* SET PROBLEM
Reproduce the lines of the listing below, starting at the line that contains "target: dry grass" and ending at the end of the listing.

[Dataset excerpt]
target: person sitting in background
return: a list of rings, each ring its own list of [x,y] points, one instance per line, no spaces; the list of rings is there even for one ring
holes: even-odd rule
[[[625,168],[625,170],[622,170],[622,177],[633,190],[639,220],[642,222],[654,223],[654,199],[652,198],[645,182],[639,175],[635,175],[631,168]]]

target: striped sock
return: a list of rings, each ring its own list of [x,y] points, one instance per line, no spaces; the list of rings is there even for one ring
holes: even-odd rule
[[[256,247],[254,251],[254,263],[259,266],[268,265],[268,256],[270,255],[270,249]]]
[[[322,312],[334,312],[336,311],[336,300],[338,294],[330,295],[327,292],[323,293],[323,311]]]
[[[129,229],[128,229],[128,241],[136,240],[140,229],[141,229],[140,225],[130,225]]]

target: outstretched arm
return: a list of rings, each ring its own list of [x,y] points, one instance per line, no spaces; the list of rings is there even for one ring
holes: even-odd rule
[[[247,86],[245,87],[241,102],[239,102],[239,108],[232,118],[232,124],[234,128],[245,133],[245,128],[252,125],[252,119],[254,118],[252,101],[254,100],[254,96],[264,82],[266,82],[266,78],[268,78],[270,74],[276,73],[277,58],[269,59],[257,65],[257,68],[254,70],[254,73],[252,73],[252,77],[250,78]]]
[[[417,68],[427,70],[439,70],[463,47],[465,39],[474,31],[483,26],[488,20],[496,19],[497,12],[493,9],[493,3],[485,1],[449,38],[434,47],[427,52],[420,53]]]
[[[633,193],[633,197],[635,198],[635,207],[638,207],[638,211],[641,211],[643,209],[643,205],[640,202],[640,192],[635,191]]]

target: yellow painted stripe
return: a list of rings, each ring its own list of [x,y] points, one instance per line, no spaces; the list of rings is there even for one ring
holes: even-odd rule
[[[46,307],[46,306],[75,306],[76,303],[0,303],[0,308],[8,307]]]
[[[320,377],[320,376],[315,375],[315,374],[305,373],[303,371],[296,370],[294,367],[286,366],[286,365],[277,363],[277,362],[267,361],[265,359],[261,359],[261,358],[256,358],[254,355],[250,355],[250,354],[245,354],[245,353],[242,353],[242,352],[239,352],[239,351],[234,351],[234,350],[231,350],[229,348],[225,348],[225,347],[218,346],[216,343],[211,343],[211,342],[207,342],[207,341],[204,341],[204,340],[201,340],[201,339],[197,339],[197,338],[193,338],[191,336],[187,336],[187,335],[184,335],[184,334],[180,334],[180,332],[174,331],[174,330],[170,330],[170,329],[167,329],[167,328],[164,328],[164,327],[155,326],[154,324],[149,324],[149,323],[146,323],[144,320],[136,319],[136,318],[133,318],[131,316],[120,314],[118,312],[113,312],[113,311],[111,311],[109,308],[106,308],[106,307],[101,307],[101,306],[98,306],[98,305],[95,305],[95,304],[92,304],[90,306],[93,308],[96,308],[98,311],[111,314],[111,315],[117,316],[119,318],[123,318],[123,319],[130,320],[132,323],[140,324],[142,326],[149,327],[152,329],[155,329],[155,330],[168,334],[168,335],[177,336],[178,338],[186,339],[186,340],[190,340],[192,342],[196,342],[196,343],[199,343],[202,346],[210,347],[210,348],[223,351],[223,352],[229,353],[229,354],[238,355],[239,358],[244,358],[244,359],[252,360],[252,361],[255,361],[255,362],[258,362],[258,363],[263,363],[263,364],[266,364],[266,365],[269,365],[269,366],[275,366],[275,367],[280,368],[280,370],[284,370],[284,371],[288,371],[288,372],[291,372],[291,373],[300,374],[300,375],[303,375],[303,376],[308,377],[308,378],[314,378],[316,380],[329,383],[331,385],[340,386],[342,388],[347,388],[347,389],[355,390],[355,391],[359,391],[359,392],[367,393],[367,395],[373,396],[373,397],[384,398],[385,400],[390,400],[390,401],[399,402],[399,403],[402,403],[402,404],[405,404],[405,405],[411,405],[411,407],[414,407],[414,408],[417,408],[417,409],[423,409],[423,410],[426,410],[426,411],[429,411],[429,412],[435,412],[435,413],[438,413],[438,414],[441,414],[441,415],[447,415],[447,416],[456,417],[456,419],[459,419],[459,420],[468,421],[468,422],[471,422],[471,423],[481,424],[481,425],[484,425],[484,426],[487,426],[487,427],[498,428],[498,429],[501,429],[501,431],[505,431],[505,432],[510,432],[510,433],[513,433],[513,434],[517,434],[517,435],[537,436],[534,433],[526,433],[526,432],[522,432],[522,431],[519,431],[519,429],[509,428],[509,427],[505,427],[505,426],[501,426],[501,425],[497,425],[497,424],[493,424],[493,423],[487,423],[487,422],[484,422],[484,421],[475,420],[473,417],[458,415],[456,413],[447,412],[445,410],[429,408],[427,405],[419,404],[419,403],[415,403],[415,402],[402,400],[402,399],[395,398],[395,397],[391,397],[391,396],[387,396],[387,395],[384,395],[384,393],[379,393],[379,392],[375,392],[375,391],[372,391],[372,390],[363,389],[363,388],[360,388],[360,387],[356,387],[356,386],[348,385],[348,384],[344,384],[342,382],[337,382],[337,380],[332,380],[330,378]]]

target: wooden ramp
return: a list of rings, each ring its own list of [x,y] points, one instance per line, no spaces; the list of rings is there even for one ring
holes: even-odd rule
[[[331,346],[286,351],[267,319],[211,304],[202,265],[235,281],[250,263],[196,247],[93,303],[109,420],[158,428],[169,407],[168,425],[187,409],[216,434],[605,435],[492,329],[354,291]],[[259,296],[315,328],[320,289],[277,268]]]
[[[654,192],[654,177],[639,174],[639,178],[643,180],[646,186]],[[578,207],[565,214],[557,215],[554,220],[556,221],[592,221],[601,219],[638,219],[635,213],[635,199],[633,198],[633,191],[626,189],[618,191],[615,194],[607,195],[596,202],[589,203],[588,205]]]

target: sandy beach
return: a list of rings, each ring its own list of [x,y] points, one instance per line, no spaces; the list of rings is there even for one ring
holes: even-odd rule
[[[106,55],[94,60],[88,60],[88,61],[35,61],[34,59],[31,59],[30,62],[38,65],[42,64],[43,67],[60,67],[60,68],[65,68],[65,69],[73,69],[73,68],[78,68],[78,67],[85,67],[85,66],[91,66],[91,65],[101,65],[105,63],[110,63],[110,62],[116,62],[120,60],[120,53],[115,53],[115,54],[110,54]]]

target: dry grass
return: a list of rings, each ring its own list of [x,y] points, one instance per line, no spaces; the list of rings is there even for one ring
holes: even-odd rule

* SOLUTION FOR THIS TASK
target: dry grass
return: a list of rings, each ring its own list of [x,y] points, one instance per line, no spaces; the list of rings is there even for one ring
holes: even-odd rule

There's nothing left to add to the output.